** Description of the task **
Extract every line of the items below and reproduce each one word for word.

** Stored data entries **

-=-=-=-=-

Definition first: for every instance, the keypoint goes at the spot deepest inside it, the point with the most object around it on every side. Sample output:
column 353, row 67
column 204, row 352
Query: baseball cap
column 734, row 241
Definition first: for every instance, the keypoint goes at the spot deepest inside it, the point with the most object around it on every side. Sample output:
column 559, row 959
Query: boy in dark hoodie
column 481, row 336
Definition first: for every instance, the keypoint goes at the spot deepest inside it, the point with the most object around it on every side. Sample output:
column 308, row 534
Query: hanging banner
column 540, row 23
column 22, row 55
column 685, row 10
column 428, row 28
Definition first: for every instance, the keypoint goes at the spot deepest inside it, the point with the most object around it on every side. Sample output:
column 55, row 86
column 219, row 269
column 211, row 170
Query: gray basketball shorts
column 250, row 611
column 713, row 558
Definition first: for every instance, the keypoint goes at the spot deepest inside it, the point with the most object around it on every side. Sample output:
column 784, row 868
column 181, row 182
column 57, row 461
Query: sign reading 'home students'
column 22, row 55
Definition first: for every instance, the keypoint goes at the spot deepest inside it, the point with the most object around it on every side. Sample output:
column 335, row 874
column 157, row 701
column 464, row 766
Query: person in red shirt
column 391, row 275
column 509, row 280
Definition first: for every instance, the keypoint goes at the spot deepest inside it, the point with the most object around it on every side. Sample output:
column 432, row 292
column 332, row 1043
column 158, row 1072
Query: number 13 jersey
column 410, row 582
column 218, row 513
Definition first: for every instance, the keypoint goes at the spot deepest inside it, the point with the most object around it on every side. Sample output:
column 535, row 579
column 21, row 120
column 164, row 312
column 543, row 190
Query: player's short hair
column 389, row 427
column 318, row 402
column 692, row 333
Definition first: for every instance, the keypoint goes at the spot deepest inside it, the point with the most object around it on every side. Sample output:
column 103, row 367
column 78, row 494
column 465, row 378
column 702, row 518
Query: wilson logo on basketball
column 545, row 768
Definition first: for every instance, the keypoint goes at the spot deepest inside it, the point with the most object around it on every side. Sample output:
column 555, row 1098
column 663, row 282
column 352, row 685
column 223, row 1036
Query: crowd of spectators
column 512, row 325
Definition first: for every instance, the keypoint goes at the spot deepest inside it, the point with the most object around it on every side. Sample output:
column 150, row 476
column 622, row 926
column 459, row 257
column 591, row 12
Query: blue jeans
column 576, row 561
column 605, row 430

-=-=-=-=-

** Task output **
Definition first: for every instance, the keypoint goes at the spot deepest inside it, the point with the most object around it on every side. Sample output:
column 353, row 67
column 204, row 352
Query: baseball cap
column 734, row 241
Definition first: for every instance, the keypoint goes at the spot deepest inside it, the point with the most object around it on every side. Sample output:
column 559, row 959
Query: boy in dark hoodie
column 481, row 336
Definition first: for every instance, the keypoint goes at the spot deepest inside it, the point with the most object around it on every side. Sample output:
column 308, row 534
Query: hanging banner
column 540, row 23
column 22, row 55
column 685, row 10
column 428, row 28
Definition first: for every instance, the keypoint goes at the spot deepest inside it, the point with the most object around it on every side. Sample output:
column 55, row 86
column 219, row 269
column 211, row 170
Query: gray basketball shorts
column 250, row 611
column 713, row 558
Definition first: for every instance, the keypoint goes at the spot deepest inside it, the point with the most object around it on every side. Sample output:
column 784, row 868
column 181, row 182
column 57, row 461
Query: sign reading 'home students'
column 22, row 55
Definition first: for every instance, the keypoint goes at the spot deepest inside it, the point with the most object around it on every side. Sample output:
column 335, row 874
column 157, row 701
column 464, row 766
Query: person in red shirt
column 391, row 275
column 509, row 280
Definition first: for every instance, the keypoint goes at the spot deepest inside it, the point with the most object around it on every side. Sample output:
column 432, row 292
column 332, row 1043
column 158, row 1072
Query: number 13 jersey
column 410, row 582
column 218, row 513
Definition first: for every instance, the keypoint goes at the spot deepest inside it, the point with the most object around it on every side. Sample output:
column 535, row 579
column 21, row 120
column 164, row 312
column 543, row 190
Query: player's short hair
column 389, row 427
column 318, row 402
column 692, row 333
Definition first: for every instance, the keypoint goes at the spot deepest inside it, the point with the most object around it on every side. Sample output:
column 103, row 367
column 78, row 494
column 465, row 378
column 702, row 518
Query: wilson logo on basketball
column 545, row 768
Definition first: for every instance, the keypoint goes at the spot deepest inside it, the point with the most object around it on every side. Sample output:
column 555, row 1098
column 663, row 282
column 352, row 685
column 223, row 1036
Query: crowd of spectators
column 512, row 325
Definition first: for every instance, the keypoint goes at the spot deepest inside it, the point with the most object around it on every side. Sample output:
column 150, row 476
column 622, row 926
column 459, row 257
column 591, row 12
Query: blue jeans
column 576, row 561
column 605, row 430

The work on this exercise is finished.